* Stated goal 1:
Locate each line in the rows that contains the string "beam", and copy those lines out in full.

* Extract:
How air and planet share a cosmic spin
Earth and its atmosphere behave like a coupled system of spinning parts. The solid planet has most of the mass, but the moving air above it also carries rotational "oomph," known as angular momentum. When the atmosphere speeds up, the solid Earth must slow down to keep the total spin of the system balanced—much like a figure skater extending their arms to slow their spin. The authors focus on how long-term climate change alters this delicate exchange, and what that means for the exact length of a day.
Stronger high-altitude winds and shifting climate belts
Using large sets of simulations from three modern climate models, run under a high-emissions scenario through the year 2100, the study tracks how warming reshapes global air currents. As the planet heats up, the tropical circulation known as the Hadley cell expands toward the poles, and high-altitude jet streams in the subtropics strengthen. At the same time, the usual near-surface trade winds in the tropics weaken. These changes shift more of the atmosphere’s motion into fast, high-altitude westerly winds that wrap around the planet. Because these winds move in the same direction as Earth’s spin, they increase the atmosphere’s share of angular momentum.
Heavier belts of air and rising pressure systems
The team also examines how the weight of the air—its mass, reflected in surface pressure—moves around the globe. Warming intensifies large high-pressure systems, especially in the subtropics around 30 degrees north and south. This places more atmospheric mass farther from Earth’s rotation axis, adding another, smaller boost to the atmosphere’s angular momentum. Although this mass-related effect is weaker than the boost from faster winds, both act in the same direction: they help the air spin up while the solid Earth spins down.

* Provided entries:
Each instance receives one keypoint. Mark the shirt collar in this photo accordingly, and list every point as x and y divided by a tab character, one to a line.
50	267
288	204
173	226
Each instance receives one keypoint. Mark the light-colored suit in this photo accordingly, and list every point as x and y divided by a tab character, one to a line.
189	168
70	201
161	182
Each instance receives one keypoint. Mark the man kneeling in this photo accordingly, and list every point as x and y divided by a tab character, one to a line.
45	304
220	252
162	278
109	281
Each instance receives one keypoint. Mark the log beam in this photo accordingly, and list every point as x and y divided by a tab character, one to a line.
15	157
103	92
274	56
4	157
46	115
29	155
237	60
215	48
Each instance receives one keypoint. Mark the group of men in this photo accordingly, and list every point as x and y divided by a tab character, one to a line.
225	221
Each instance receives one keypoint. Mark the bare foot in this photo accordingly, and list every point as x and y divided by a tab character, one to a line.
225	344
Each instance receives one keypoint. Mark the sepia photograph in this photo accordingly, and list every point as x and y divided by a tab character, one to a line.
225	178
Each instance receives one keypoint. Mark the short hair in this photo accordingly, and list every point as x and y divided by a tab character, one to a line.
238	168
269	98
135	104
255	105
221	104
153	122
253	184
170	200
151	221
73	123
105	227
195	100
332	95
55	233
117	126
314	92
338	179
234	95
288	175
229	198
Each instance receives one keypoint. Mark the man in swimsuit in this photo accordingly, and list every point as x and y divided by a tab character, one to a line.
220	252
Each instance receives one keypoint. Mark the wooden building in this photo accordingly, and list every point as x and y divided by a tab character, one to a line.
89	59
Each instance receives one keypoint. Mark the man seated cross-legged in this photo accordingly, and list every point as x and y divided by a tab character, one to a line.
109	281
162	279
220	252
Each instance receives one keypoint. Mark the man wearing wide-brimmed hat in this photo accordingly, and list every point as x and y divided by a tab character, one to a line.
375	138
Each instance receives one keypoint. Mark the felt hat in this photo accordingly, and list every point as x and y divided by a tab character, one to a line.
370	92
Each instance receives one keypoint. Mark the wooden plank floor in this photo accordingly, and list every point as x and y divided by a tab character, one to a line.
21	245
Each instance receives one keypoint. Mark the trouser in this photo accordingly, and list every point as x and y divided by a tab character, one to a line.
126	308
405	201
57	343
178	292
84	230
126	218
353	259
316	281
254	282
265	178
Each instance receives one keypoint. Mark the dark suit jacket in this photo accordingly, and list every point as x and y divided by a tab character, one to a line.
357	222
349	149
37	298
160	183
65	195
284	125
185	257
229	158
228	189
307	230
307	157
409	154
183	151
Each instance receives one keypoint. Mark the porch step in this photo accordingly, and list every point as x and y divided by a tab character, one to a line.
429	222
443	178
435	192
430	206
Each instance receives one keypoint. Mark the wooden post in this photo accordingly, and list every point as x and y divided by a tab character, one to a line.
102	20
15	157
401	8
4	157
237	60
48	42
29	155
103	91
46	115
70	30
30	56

* Stated goal 2:
Write out the entire text on how the atmosphere and the solid Earth share angular momentum, word for word.

* Task solution 1:
Each instance receives one keypoint. Mark the log beam in this photo accordingly, and list every point as x and y divided by a tab character, one to a line.

* Task solution 2:
How air and planet share a cosmic spin
Earth and its atmosphere behave like a coupled system of spinning parts. The solid planet has most of the mass, but the moving air above it also carries rotational "oomph," known as angular momentum. When the atmosphere speeds up, the solid Earth must slow down to keep the total spin of the system balanced—much like a figure skater extending their arms to slow their spin. The authors focus on how long-term climate change alters this delicate exchange, and what that means for the exact length of a day.
Stronger high-altitude winds and shifting climate belts
Using large sets of simulations from three modern climate models, run under a high-emissions scenario through the year 2100, the study tracks how warming reshapes global air currents. As the planet heats up, the tropical circulation known as the Hadley cell expands toward the poles, and high-altitude jet streams in the subtropics strengthen. At the same time, the usual near-surface trade winds in the tropics weaken. These changes shift more of the atmosphere’s motion into fast, high-altitude westerly winds that wrap around the planet. Because these winds move in the same direction as Earth’s spin, they increase the atmosphere’s share of angular momentum.
Heavier belts of air and rising pressure systems
The team also examines how the weight of the air—its mass, reflected in surface pressure—moves around the globe. Warming intensifies large high-pressure systems, especially in the subtropics around 30 degrees north and south. This places more atmospheric mass farther from Earth’s rotation axis, adding another, smaller boost to the atmosphere’s angular momentum. Although this mass-related effect is weaker than the boost from faster winds, both act in the same direction: they help the air spin up while the solid Earth spins down.